* **Activity**:
Nothing should change. Output the data exactly.

....

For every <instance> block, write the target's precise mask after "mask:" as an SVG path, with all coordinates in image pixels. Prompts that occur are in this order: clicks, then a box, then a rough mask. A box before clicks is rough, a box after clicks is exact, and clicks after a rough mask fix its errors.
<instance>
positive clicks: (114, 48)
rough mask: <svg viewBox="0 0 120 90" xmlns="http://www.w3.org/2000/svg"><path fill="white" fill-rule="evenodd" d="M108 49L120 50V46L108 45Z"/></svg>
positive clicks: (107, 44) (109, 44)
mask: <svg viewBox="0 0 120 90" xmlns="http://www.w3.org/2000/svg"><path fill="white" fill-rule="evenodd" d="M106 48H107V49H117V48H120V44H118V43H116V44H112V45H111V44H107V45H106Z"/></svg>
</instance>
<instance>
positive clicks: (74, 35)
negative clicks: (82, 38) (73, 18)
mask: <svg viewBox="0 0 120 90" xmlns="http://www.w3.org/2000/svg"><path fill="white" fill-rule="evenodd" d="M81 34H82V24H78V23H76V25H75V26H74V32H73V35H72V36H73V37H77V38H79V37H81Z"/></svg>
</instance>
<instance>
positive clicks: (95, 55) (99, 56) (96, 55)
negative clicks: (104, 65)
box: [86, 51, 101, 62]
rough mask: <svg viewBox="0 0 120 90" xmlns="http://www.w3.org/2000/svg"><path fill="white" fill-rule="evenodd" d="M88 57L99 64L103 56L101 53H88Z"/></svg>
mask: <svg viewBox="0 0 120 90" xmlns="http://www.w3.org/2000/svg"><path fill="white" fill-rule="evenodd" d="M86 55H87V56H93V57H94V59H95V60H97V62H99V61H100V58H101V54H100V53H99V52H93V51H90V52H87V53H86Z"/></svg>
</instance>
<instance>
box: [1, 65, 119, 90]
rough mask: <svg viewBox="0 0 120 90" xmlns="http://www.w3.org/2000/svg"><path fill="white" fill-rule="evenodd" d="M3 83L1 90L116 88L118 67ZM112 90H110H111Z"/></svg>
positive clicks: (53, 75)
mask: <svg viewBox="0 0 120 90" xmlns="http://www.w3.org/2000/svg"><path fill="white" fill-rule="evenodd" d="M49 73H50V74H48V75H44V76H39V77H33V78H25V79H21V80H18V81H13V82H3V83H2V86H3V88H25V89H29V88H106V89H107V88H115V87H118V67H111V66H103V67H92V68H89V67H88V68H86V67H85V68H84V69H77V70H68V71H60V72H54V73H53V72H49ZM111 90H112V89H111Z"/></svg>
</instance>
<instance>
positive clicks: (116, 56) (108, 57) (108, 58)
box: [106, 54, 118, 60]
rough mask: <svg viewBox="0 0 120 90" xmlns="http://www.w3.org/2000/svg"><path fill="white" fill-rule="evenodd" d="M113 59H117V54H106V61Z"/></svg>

....

* **Solution below**:
For every <instance> block, write the target's precise mask after "mask:" as an SVG path, with all coordinates in image pixels. Prompts that occur are in this order: clicks, then a box, then a rough mask. A box before clicks is rough, a box after clicks is exact, and clicks after a rough mask fix its errors.
<instance>
positive clicks: (114, 48)
rough mask: <svg viewBox="0 0 120 90" xmlns="http://www.w3.org/2000/svg"><path fill="white" fill-rule="evenodd" d="M108 49L120 50V46L108 45Z"/></svg>
positive clicks: (107, 44) (109, 44)
mask: <svg viewBox="0 0 120 90" xmlns="http://www.w3.org/2000/svg"><path fill="white" fill-rule="evenodd" d="M106 48H107V49H117V48H120V44H118V43H116V44H112V45H111V44H107V45H106Z"/></svg>
</instance>
<instance>
positive clicks: (74, 35)
negative clicks: (82, 38) (73, 18)
mask: <svg viewBox="0 0 120 90" xmlns="http://www.w3.org/2000/svg"><path fill="white" fill-rule="evenodd" d="M81 34H82V24H78V23H76V25H75V26H74V32H73V35H72V36H73V37H77V38H79V37H81Z"/></svg>
</instance>
<instance>
positive clicks: (95, 55) (99, 56) (96, 55)
negative clicks: (104, 65)
box: [86, 51, 101, 62]
rough mask: <svg viewBox="0 0 120 90" xmlns="http://www.w3.org/2000/svg"><path fill="white" fill-rule="evenodd" d="M88 57L99 64L103 56L101 53H88Z"/></svg>
mask: <svg viewBox="0 0 120 90" xmlns="http://www.w3.org/2000/svg"><path fill="white" fill-rule="evenodd" d="M86 55H87V56H93V57H94V59H95V60H97V62H99V61H100V58H101V54H100V53H99V52H93V51H90V52H87V53H86Z"/></svg>
</instance>
<instance>
box: [1, 65, 119, 90]
rough mask: <svg viewBox="0 0 120 90" xmlns="http://www.w3.org/2000/svg"><path fill="white" fill-rule="evenodd" d="M3 83L1 90L116 88L118 67ZM112 90H110H111Z"/></svg>
positive clicks: (53, 75)
mask: <svg viewBox="0 0 120 90" xmlns="http://www.w3.org/2000/svg"><path fill="white" fill-rule="evenodd" d="M49 73H50V74H48V75H44V76H39V77H33V78H25V79H21V80H18V81H13V82H3V83H2V86H3V88H25V89H29V88H106V89H107V88H115V87H118V67H111V66H103V67H92V68H89V67H88V68H86V67H85V68H84V69H77V70H68V71H60V72H54V73H53V72H49ZM111 90H112V89H111Z"/></svg>
</instance>
<instance>
positive clicks: (116, 56) (108, 57) (108, 58)
box: [106, 54, 118, 60]
rough mask: <svg viewBox="0 0 120 90" xmlns="http://www.w3.org/2000/svg"><path fill="white" fill-rule="evenodd" d="M113 59H117V54H106V61Z"/></svg>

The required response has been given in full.